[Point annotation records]
········
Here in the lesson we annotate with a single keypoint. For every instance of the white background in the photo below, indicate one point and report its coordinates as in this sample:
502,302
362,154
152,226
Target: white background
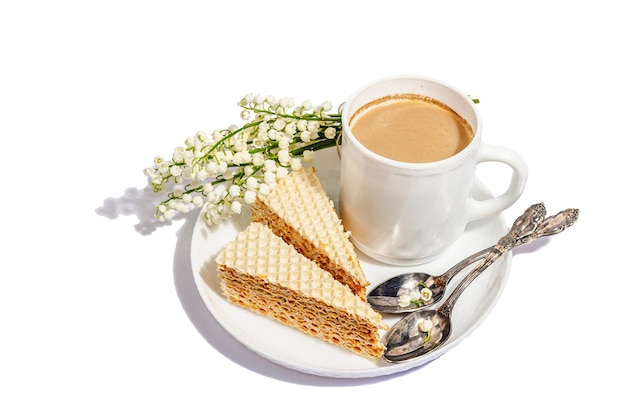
96,299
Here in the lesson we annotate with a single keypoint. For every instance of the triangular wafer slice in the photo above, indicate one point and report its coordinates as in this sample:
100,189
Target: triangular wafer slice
299,210
261,272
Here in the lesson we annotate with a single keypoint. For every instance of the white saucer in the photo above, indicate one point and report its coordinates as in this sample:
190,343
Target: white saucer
290,348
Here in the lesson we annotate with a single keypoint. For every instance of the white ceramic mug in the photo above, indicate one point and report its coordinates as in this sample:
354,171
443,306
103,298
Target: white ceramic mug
408,213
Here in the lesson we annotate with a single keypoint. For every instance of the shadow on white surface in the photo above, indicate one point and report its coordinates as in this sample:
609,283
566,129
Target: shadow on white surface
141,204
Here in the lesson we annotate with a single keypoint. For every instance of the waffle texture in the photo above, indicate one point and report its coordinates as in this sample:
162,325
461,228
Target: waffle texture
········
● Exercise goal:
Reproduce word for word the part of the records above that opens with the line containing "of the waffle" and continues through the end of the records.

● Right answer:
Here in the lesson we annotate with a single keypoint. For every instance of the waffle texture in the photo above, indicate one point and report its coordinates as in this sample:
162,325
461,228
Target: waffle texture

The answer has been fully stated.